> READING PASSAGE:

──────────────────────────────

> A possible link would be that more progressive countries have more immigrants from places with higher fertility rates, and these immigrants are the ones pushing the TFR up.
Seems to me that this factor, when you can bring yourself to ignore the controversy of implied adjacent ideas, is one that can't be ignored if we want to understand the dynamics of culture, economics and fertility. To say that a liberal culture has a higher fertility rate is to ignore that liberal cultures often import populations from very conservative cultures. It's possible that the cultural differences between the European populations are negligible that if immigrant fertility were taken into account the line of best fit in these graphs would be flat. Or they could be inverse, or similar, we just don't know. But to ignore the possible effect is to not seriously strive to understand this dynamic.
I was disappointed that the author hadn't done a literature review, even a basic one. Perhaps they're an expert and didn't see the need, but they didn't cite anything or provide any further reading.
And it's not like this subject isn't researched.
There's so much [1] [2] that a literature review might be a really good place to start.
I would be really surprised if it's just one core issue to point at, there's a ludicrously long list of perfectly reasonable factors that all do their part. These graphs barely show any correlation at all, much less any causation.
In H. sapiens this has less to do with speciation and more to do with economic drivers. That is, we adapt to societal circumstance more than other species do. Examining populations in the 18th century, you needed to have a higher number of children, because half of them were likely to not make it to adulthood.

──────────────────────────────

> SUPPLIED RECORDS:
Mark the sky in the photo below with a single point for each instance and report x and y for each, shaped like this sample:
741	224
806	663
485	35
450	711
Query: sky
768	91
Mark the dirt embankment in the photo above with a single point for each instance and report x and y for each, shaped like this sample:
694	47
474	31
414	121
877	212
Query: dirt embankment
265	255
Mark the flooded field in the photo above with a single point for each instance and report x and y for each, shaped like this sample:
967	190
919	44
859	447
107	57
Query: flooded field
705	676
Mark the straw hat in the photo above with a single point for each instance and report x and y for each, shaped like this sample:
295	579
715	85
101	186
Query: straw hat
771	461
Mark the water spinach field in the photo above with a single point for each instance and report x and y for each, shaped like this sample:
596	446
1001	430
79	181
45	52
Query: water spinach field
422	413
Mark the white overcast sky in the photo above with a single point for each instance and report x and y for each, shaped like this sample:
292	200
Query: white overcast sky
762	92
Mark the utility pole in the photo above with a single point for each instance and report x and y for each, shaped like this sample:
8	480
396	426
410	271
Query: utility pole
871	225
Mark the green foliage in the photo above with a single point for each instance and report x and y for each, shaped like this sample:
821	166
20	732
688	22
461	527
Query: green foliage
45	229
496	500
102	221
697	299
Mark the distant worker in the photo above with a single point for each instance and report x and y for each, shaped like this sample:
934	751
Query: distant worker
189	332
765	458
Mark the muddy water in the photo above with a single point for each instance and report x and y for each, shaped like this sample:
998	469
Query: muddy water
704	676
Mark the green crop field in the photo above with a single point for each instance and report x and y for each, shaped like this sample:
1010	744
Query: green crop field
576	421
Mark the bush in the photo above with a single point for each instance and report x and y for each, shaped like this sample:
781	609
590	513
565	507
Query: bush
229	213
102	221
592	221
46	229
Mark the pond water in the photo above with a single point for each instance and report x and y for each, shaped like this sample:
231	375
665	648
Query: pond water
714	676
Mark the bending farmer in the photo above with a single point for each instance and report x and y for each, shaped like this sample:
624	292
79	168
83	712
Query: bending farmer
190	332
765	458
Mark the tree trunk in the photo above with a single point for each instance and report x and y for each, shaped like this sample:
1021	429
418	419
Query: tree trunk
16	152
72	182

──────────────────────────────

> QUESTIONS TO ANSWER:
• A. From the fertility discussion, extract everything from "And it's not" down to "it to adulthood.".
• B. According to the fertility discussion, why did people in the 18th century need a higher number of children?
• C. Proceed with the fertility discussion, picking up right after its last sentence.
The listing was taken from a different source than the fertility discussion.

> RESULTS BY TASK:
• A.
And it's not like this subject isn't researched.
There's so much [1] [2] that a literature review might be a really good place to start.
I would be really surprised if it's just one core issue to point at, there's a ludicrously long list of perfectly reasonable factors that all do their part. These graphs barely show any correlation at all, much less any causation.
In H. sapiens this has less to do with speciation and more to do with economic drivers. That is, we adapt to societal circumstance more than other species do. Examining populations in the 18th century, you needed to have a higher number of children, because half of them were likely to not make it to adulthood.

• B. Half of their children were likely not to make it to adulthood.

• C.
In modern Western society, this is no longer true, but that's a new wrinkle that has arrived in the last fifty years. That family behaviors didn't change to a noticeable degree until roughly twenty years ago, tells you there's something more going on than "the species is just like that."
As well as reducing population, negative birth rates have the side effect of ageing the population.
A population where most people are over 65 is one where ever more resources get spent on healthcare & pensions, paid for by the ever fewer number of working age people.
There’s also various toxic political effects ageing electorates can have on democracy.
There is a very rational argument for the population being expanded: we need the population pressure to push us to invest in launch cost reduction, space mining and colonization so it becomes feasible to move heavy industry and eventually the population into space to leave earth to recover. I would rather see earth become a pristine zoo than a tomb and reducing population only cuts a small subset of the risks of becoming a tomb and exacerbates others.